→ **ASSIGNED TASK**: Reproduce all of the data, making sure that no line differs from the original.

→ **THE DATA**:
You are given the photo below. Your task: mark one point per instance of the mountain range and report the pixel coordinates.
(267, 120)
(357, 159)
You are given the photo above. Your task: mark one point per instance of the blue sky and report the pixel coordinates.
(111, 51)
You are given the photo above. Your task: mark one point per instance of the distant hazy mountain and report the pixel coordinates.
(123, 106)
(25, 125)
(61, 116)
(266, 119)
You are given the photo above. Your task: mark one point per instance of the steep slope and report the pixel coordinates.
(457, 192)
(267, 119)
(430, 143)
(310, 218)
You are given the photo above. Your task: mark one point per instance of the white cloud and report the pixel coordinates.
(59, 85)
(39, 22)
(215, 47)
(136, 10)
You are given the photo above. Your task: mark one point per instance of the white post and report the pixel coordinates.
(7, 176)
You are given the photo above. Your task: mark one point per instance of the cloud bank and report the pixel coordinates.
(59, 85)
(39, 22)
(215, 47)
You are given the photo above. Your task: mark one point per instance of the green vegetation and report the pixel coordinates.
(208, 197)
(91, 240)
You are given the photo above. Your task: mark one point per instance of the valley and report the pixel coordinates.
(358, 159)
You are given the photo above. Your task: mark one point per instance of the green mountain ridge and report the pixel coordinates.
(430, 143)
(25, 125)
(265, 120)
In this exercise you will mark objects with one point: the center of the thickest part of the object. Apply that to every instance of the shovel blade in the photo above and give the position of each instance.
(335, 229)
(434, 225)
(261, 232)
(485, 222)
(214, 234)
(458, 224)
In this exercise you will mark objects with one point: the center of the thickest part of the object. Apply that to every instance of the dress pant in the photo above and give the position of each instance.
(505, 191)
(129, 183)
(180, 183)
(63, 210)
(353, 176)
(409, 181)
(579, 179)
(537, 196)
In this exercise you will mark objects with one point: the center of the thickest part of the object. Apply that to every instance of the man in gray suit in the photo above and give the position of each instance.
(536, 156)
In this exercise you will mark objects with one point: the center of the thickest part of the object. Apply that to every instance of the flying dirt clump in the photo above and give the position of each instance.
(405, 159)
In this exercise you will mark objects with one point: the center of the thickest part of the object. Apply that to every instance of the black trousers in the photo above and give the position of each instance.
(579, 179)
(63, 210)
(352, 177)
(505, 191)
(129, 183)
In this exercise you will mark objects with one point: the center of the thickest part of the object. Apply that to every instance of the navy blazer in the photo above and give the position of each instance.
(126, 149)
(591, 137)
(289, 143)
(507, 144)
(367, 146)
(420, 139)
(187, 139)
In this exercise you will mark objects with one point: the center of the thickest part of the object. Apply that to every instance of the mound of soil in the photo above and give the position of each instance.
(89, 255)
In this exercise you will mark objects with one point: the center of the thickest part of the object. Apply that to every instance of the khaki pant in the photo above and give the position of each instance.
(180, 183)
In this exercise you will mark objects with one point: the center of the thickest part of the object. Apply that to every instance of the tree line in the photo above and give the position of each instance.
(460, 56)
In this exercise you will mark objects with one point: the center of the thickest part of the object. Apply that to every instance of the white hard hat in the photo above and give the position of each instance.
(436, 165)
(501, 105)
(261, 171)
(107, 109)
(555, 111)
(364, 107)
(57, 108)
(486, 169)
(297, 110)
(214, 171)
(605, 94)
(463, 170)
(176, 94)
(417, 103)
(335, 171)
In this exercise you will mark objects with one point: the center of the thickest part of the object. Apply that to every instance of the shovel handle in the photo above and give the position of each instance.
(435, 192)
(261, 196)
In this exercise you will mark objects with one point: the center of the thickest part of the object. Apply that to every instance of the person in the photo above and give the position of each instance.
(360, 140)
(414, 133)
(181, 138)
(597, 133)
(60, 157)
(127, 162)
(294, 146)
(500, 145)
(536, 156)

→ **WRITTEN SOLUTION**:
You are given the photo below. Your task: mark one point per instance of the mountain range and report the pixel coordinates.
(267, 120)
(357, 159)
You are given the photo above. Your task: mark one point per instance of the blue sky and report the pixel coordinates.
(111, 51)
You are given the photo above. Your task: mark one point per instance of the distant hazy mountain and report the pixel coordinates.
(123, 106)
(25, 125)
(61, 116)
(266, 119)
You are given the photo above. Your task: mark one point per instance of the steep slope and report the pixel coordinates.
(457, 192)
(267, 119)
(430, 143)
(310, 218)
You are given the photo above. Your task: mark one point per instance of the white cloud and report the pixel coordinates.
(59, 85)
(39, 22)
(215, 47)
(136, 10)
You are given the photo above. Your task: mark one point per instance of the white post and report the pixel coordinates.
(7, 176)
You are given the photo above. Your task: mark one point per instance of the cloud bank and report the pixel coordinates.
(59, 85)
(39, 22)
(215, 47)
You are given the photo above. Your task: mark one point per instance of the green vegetation and report the pixel coordinates.
(208, 197)
(91, 240)
You are given the photo above. Your task: mark one point per instance of the valley and report the pixel coordinates.
(358, 159)
You are given the photo above. Your task: mark one point per instance of the green mountain ridge and report the pixel coordinates.
(430, 143)
(25, 125)
(265, 120)
In this exercise you will mark objects with one point: the center of the thickest part of the object. Apply that to every instance of the shovel blade in the photo above and give the position of each instance.
(335, 229)
(434, 225)
(261, 232)
(485, 222)
(214, 234)
(458, 224)
In this exercise you will mark objects with one point: the center of the thickest part of the object. Apply that to every instance of the dress pant in the photo above and give the position of each instance.
(505, 191)
(129, 183)
(180, 183)
(63, 210)
(353, 176)
(409, 181)
(579, 179)
(537, 196)
In this exercise you will mark objects with one point: the center of the thickest part of the object. Apply that to every instance of the man in gray suit in the photo above and give the position of each instance.
(536, 156)
In this exercise you will mark objects with one point: the center of the thickest part of the object. Apply that to every instance of the flying dirt clump in the photo above and give the position of each instance.
(405, 159)
In this exercise you will mark objects with one point: the center of the thickest part of the object. Apply that to every instance of the black trousers in the photo above and give the position of each instance.
(579, 179)
(63, 210)
(352, 177)
(505, 191)
(129, 183)
In this exercise you will mark objects with one point: the center of the thickest part of the object. Apply that to every instance of the navy blazer in the photo above and give the position of each instance.
(126, 149)
(591, 137)
(289, 143)
(507, 144)
(367, 146)
(420, 139)
(187, 139)
In this exercise you will mark objects with one point: the center of the thickest part of the object. Apply that to every instance of the mound of soil in the photo above and give the position of each instance.
(89, 255)
In this exercise you will mark objects with one point: the center of the thickest part of the object. Apply that to every instance of the khaki pant in the photo above and give the position of each instance.
(180, 183)
In this exercise you will mark objects with one point: the center of the thickest part of the object. Apply that to every instance of the tree line in the photo above and give the position of each instance.
(460, 56)
In this exercise you will mark objects with one point: the center of the thickest part of the object. Apply that to every instance of the white hard hat in the photo above and give the position of each instance.
(436, 165)
(501, 105)
(261, 171)
(107, 109)
(555, 111)
(364, 107)
(57, 108)
(486, 169)
(297, 110)
(214, 171)
(605, 94)
(463, 170)
(176, 94)
(417, 103)
(335, 171)
In this exercise you will mark objects with one point: the center of the thickest part of the object. Apply that to every instance of the shovel handle in the photo above and give the position of each instance.
(435, 192)
(261, 196)
In this exercise you will mark objects with one point: the center of the thickest part of the object. Apply that to every instance of the person in the photo above and give the position of each instance.
(360, 140)
(414, 133)
(181, 138)
(597, 133)
(60, 157)
(127, 162)
(294, 146)
(500, 145)
(536, 156)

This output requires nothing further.